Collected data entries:
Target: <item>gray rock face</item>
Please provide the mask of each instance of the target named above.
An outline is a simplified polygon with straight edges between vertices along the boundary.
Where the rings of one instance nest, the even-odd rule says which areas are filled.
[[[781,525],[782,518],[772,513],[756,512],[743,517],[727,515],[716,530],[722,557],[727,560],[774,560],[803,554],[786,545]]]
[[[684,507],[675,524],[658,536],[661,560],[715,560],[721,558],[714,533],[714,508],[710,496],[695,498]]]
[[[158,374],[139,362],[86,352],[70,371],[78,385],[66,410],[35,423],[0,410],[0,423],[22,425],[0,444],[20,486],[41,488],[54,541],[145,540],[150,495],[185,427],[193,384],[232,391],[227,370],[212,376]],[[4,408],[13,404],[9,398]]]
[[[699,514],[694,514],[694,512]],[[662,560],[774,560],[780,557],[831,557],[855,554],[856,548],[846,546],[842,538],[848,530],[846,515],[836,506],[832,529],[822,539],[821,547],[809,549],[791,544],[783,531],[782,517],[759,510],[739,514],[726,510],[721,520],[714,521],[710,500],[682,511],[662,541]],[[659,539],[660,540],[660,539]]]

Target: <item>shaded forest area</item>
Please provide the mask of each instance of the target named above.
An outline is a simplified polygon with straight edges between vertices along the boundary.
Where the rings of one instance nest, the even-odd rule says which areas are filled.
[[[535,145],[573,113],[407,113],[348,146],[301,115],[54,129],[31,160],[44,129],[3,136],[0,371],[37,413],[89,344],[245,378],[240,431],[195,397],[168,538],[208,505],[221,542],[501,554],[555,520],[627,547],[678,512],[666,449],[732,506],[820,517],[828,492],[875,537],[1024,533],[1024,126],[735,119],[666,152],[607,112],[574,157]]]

## TASK TO CARRY OUT
For each record above, write it out again exactly.

## SOLUTION FOR THIS EXERCISE
Target: <item>gray rock face</item>
Please provide the mask of each instance of the target named above.
An outline is a simplified polygon with straight edges between vertices along the boundary.
Where the rings of one instance nest, the even-odd rule says which areas are filled.
[[[781,525],[782,518],[772,513],[756,512],[743,517],[727,515],[716,530],[722,557],[727,560],[774,560],[803,554],[786,545]]]
[[[684,507],[675,524],[658,536],[661,560],[715,560],[721,558],[714,533],[714,508],[710,496],[695,498]]]
[[[158,374],[139,362],[86,352],[70,371],[78,385],[66,410],[35,423],[0,410],[0,423],[22,425],[0,444],[20,486],[41,488],[54,541],[145,540],[150,495],[185,427],[193,384],[232,391],[227,370],[212,376]],[[4,408],[13,404],[9,398]]]
[[[699,514],[694,514],[694,512]],[[662,560],[774,560],[780,557],[831,557],[855,554],[856,548],[846,546],[842,538],[848,530],[846,515],[836,506],[832,529],[822,539],[821,547],[809,549],[791,544],[783,531],[782,517],[759,510],[739,514],[726,510],[721,520],[714,521],[710,500],[682,511],[662,541]],[[659,539],[660,540],[660,539]]]

Target: <item>shaded forest area</item>
Please provide the mask of each instance of the target named above.
An outline is a simplified polygon with straight edges between vertices along the boundary.
Where the rings of one instance nest, the even-odd rule says which areas are filled.
[[[535,145],[573,113],[407,113],[348,146],[301,115],[54,129],[31,160],[44,129],[3,136],[0,371],[37,413],[89,344],[245,378],[240,431],[195,397],[168,538],[208,505],[221,542],[501,554],[555,520],[627,547],[678,512],[666,449],[732,506],[820,517],[828,492],[875,537],[1024,533],[1024,126],[735,119],[666,152],[607,112],[574,157]]]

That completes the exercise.